EXERCISE DATA:
※ ※ ※

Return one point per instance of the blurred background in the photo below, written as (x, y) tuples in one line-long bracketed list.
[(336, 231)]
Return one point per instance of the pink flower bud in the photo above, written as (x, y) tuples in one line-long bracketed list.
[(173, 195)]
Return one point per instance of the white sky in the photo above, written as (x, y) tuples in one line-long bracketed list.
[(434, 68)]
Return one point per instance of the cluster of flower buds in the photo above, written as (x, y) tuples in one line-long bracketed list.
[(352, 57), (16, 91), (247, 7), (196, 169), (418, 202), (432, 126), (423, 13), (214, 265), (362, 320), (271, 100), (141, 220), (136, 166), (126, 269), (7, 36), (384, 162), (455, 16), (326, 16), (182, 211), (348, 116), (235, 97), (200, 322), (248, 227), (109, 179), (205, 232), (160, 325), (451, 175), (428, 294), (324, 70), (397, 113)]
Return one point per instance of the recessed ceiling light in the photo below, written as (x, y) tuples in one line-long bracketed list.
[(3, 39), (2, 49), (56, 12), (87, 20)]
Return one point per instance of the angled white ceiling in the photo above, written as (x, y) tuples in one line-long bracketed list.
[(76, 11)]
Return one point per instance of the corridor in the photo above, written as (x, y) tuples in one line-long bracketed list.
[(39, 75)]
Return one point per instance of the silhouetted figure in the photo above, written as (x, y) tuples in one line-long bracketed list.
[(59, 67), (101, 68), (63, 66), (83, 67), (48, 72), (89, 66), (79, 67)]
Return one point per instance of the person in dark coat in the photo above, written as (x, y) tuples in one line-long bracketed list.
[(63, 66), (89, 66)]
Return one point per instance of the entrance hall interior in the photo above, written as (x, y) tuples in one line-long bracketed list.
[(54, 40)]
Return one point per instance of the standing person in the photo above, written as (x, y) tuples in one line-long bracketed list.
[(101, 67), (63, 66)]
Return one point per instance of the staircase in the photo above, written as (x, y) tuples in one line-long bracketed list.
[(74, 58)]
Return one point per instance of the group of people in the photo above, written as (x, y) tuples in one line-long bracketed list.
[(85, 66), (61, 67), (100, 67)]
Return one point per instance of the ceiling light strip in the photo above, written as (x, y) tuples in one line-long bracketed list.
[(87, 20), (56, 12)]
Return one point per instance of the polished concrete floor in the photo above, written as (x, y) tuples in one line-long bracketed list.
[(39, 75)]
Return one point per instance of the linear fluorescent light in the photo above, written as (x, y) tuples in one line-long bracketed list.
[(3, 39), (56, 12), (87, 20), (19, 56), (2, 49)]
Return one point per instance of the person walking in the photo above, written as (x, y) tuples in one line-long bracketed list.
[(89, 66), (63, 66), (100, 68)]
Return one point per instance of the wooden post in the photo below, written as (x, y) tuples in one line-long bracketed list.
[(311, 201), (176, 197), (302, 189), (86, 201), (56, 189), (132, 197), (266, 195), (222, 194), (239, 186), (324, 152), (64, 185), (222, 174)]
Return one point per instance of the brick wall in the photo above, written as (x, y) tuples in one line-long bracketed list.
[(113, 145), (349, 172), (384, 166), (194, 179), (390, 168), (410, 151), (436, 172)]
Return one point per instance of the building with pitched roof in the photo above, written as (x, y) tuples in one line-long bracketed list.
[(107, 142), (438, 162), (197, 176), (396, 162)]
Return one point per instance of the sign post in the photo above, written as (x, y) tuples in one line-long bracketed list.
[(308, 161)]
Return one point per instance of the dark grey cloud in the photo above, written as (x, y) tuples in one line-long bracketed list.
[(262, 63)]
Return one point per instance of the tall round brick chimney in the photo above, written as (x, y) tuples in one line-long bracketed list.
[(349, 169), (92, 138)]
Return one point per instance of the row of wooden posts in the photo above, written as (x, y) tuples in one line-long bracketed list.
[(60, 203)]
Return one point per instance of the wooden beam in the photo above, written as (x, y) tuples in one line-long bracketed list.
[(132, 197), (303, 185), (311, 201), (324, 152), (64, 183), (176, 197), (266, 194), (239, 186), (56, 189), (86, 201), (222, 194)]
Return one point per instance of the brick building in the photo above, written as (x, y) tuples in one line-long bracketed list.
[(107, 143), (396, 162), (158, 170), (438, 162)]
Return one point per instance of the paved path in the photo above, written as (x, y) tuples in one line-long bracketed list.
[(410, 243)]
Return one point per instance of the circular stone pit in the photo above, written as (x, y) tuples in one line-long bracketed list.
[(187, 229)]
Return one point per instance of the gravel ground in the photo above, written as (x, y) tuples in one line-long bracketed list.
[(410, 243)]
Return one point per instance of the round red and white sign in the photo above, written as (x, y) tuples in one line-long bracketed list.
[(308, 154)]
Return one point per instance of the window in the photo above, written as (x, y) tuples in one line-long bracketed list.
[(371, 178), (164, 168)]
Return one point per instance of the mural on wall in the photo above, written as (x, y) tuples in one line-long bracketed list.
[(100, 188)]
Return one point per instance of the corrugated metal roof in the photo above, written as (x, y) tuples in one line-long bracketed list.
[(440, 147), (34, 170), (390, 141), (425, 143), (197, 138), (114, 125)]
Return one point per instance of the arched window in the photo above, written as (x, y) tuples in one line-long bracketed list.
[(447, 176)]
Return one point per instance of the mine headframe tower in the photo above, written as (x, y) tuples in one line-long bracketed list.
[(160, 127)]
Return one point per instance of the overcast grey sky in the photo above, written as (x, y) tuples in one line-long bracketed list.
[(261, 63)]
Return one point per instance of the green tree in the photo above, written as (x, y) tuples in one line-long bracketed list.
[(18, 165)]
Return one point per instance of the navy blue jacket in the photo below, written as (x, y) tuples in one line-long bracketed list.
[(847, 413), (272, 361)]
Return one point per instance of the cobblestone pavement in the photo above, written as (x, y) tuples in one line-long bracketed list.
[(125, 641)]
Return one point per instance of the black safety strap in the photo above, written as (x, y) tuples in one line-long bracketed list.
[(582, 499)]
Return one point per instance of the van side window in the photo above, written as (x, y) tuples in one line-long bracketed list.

※ ※ ※

WORK ITEM:
Output all of the data again. Match it exactly.

ANSWER FOR THIS EXERCISE:
Return one point per instance of the blurred background in the photo below, written as (x, y) tuples in one line-long bracketed list.
[(336, 231)]
Return one point per instance of the pink flower bud in the photo above, written as (x, y) tuples in one line-long bracketed list.
[(173, 195)]
Return one point per instance of the white sky in the photo above, written as (x, y) tuples in one line-long bracketed list.
[(434, 68)]
Return one point per instance of the cluster of flower buds in the photo above, written as (x, y) tuples in one line-long bracketed list.
[(352, 57), (16, 91), (247, 7), (196, 169), (418, 202), (432, 126), (423, 13), (214, 265), (362, 320), (271, 100), (141, 220), (136, 166), (126, 269), (7, 36), (384, 162), (455, 16), (326, 16), (182, 211), (348, 116), (235, 97), (200, 322), (248, 227), (109, 179), (205, 232), (160, 325), (451, 175), (428, 294), (324, 70), (397, 113)]
Return one point per instance of the recessed ceiling light in the photo below, written as (x, y) tuples in one line-long bracketed list.
[(3, 39), (2, 49), (56, 12), (87, 20)]
Return one point per instance of the angled white ceiling in the photo above, written as (x, y) tuples in one line-long bracketed list.
[(76, 11)]
Return one point per instance of the corridor in the photo above, written as (x, y) tuples in one line-long bracketed list.
[(39, 75)]
Return one point per instance of the silhouetted figure in the photo above, written as (x, y) tuples in one line-long bracketed list.
[(59, 67), (101, 68), (63, 66), (83, 67), (48, 72), (89, 66), (79, 67)]
Return one point per instance of the person in dark coat in the photo above, written as (x, y) tuples in one line-long bracketed list.
[(63, 66), (89, 66)]
Return one point per instance of the entrance hall interior in the photo above, written as (x, y) tuples in one line-long bracketed list.
[(54, 40)]
Return one point per instance of the standing person in the photo above, written as (x, y) tuples in one line-long bracketed list.
[(101, 67), (63, 66)]
Return one point per instance of the staircase in the photo above, written as (x, y) tuples in one line-long bracketed list.
[(74, 58)]
Return one point per instance of the group of people in the photo above, written as (x, y) tuples in one line-long bracketed list.
[(85, 66), (61, 67), (100, 67)]
Return one point per instance of the ceiling light strip in the photo above, written as (x, y) tuples in one line-long bracketed list.
[(87, 20), (56, 12)]
Return one point per instance of the polished concrete floor in the photo above, written as (x, y) tuples in one line-long bracketed list.
[(39, 75)]
Return one point per instance of the linear fluorescent light in the photo above, written as (x, y) tuples in one line-long bracketed list.
[(3, 39), (56, 12), (87, 20), (19, 56), (2, 49)]
Return one point per instance of the person walking in the photo above, written as (x, y) tuples in one line-long bracketed list.
[(89, 66), (63, 66), (100, 68)]
Return one point per instance of the wooden post in the photo below, written as (x, y) tuples in one line-long bracketed list.
[(311, 201), (176, 197), (302, 189), (86, 201), (56, 189), (132, 197), (266, 195), (222, 194), (239, 186), (324, 152), (64, 185), (222, 174)]
Return one point per instance of the brick wall in the photo above, written as (x, y) tuples in one line-long bracketed list.
[(113, 145), (349, 172), (384, 166), (194, 179), (390, 168), (410, 151), (436, 172)]
Return one point per instance of the building with pitched roof in the photo above, written as (x, y) tuples in one line-long bracketed list.
[(107, 142), (438, 162), (197, 176), (396, 162)]
Return one point per instance of the sign post in the photo above, written as (x, y) tuples in one line-long bracketed list.
[(308, 161)]
Return one point per instance of the dark grey cloud in the photo above, written as (x, y) tuples in one line-long bracketed list.
[(262, 63)]
Return one point per instance of the tall round brick chimney in the photo above, written as (x, y) tuples in one line-long bracketed list.
[(349, 169), (92, 138)]
Return one point per instance of the row of wooden posts in the photo above, written as (x, y) tuples in one line-long bracketed list.
[(60, 203)]
Return one point per instance of the wooden beam in the photo above, written as (x, y) tuples in one line-long bracketed list.
[(132, 197), (303, 185), (311, 201), (324, 152), (64, 183), (176, 197), (266, 194), (239, 186), (56, 189), (86, 201), (222, 194)]
Return one point per instance of the brick building in the photo above, written as (x, y) tuples in one line-long bracketed list.
[(107, 143), (396, 162), (158, 170), (438, 162)]
Return one point per instance of the paved path in the photo above, written as (x, y) tuples in one line-long bracketed list.
[(410, 243)]
Return one point per instance of the circular stone pit in the photo above, written as (x, y) tuples in one line-long bracketed list.
[(187, 229)]
Return one point per instance of the gravel ground in the photo above, written as (x, y) tuples in one line-long bracketed list.
[(410, 243)]
Return one point per instance of the round red and white sign in the photo above, written as (x, y) tuples in one line-long bracketed list.
[(308, 154)]
Return one point per instance of the window in the photo above, written as (x, y) tuples in one line-long bracketed list.
[(371, 178), (164, 168)]
Return one point per instance of the mural on wall in the photo above, written as (x, y) tuples in one line-long bracketed list.
[(100, 188)]
Return one point per instance of the corrugated metal roof in the photo above, written as (x, y) tuples in one line-long bracketed list.
[(440, 147), (34, 170), (390, 141), (425, 143), (197, 138), (114, 125)]
Return one point per instance of the arched window in the photo above, written as (x, y) tuples in one line-long bracketed list.
[(447, 176)]
Return one point per instance of the mine headframe tower in the photo above, written as (x, y) tuples in one line-long bracketed list.
[(160, 127)]
Return one point per instance of the overcast grey sky in the photo above, written as (x, y) tuples in one line-long bracketed list.
[(261, 63)]
Return one point per instance of the green tree in the photo above, written as (x, y) tuples in one line-long bracketed list.
[(18, 165)]
Return one point per instance of the navy blue jacket in the photo below, written as (x, y) tuples in one line-long bracketed list.
[(847, 413), (272, 361)]
Return one point per instance of the cobblestone pavement in the photo above, written as (x, y) tuples in one line-long bracketed list.
[(125, 641)]
Return one point per instance of the black safety strap in the photo above, written as (x, y) tuples in one line-long bracketed list.
[(582, 499)]
Return one point per instance of the van side window in the photo above, written as (x, y) tuples in one line-long bracketed list.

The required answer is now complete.